---------- FRAGMENT

Samen met Benjamin, Henning en gids Daniel op weg gegaan met een smalle boot. Wonderbaarlijk hoe je blijft drijven en in evenwicht op deze bruingekleurde rivier vol stroomversnellingen, die op sommige plekken een waarachtig gevaarlijke zee lijkt en waar flinke boomstammen in ronddrijven. Het doel van deze tweedaagse was het bezoeken van andere lokale bevolkingsgroepen naast de Inban, die ik al had ontmoet. Uiteindelijk hebben we drie verschillende Kayan-huizen bezocht, waar we iedere keer bijzonder hartelijk werden ontvangen (waarschijnlijk ook omdat Daniel iedere keer heel veel geld aan ze gaf, eigenlijk ons geld) met veel rijstwijn, lokale danspartijen en live music en een gezellig praatje (waarom ben je niet getrouwd als je 34 bent, waarom heb je geen kinderen als je 34 bent, waarom heb je geen vriend als je 34 bent, enz.). Door het hoge alcoholpercentage voelde de matras ineens veel comfortabeler dan een aantal uren daarvoor bij aankomst (ongeveer 1 cm dik en dat op een houten vloer) en was het opstaan des te moeilijker de volgende morgen. Maar er was geen tijd om daar over na te denken, want de kinderen stonden al klaar om mij mee te nemen naar hun school. Die waren niet vergeten dat ik de avond tevoren had verteld dat ik een lerares ben, die heel graag de volgende dag met hun mee wilde gaan om te zien hoe de school, de klas, de leermiddelen en de meester eruit ziet. Amper een paar rijstkorrels naar binnengewerkt met een minikippenbout van een paar dagen geleden, werd ik meegesjord naar de school aan het eind van het dorp.

--------------------
---------- AANGELEVERDE GEGEVENS

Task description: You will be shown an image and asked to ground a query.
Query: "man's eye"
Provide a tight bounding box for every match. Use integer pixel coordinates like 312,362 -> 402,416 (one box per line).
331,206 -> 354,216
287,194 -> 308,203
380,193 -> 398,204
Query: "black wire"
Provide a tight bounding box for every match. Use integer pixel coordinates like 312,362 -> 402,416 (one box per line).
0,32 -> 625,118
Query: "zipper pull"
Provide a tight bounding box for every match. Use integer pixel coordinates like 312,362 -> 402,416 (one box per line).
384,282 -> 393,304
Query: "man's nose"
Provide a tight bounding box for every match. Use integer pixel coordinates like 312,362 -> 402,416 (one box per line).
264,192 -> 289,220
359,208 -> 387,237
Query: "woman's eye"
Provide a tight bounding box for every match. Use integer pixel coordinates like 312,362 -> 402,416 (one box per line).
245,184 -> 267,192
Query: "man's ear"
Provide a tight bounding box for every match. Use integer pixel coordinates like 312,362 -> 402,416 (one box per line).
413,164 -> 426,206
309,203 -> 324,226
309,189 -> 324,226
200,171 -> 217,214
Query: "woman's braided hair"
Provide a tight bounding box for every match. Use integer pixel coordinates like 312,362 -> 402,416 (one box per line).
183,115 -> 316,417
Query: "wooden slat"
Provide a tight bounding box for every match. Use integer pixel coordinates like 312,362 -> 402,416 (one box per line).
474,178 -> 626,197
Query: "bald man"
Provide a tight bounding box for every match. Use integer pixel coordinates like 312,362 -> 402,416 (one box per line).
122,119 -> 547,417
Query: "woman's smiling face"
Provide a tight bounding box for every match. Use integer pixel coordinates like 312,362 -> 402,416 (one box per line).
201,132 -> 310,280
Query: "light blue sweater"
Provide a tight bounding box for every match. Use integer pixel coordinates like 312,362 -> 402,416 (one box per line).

--------------------

OP TE LOSSEN
a: Hoe dik was de matras volgens het fragment?
b: Schrijf de rijen letterlijk over, van het begin van de rijen tot en met de regel met "380,193 -> 398,204".
Het fragment en de rijen zijn los van elkaar staand materiaal.

ANTWOORDEN
a: Ongeveer 1 cm.

b:
Task description: You will be shown an image and asked to ground a query.
Query: "man's eye"
Provide a tight bounding box for every match. Use integer pixel coordinates like 312,362 -> 402,416 (one box per line).
331,206 -> 354,216
287,194 -> 308,203
380,193 -> 398,204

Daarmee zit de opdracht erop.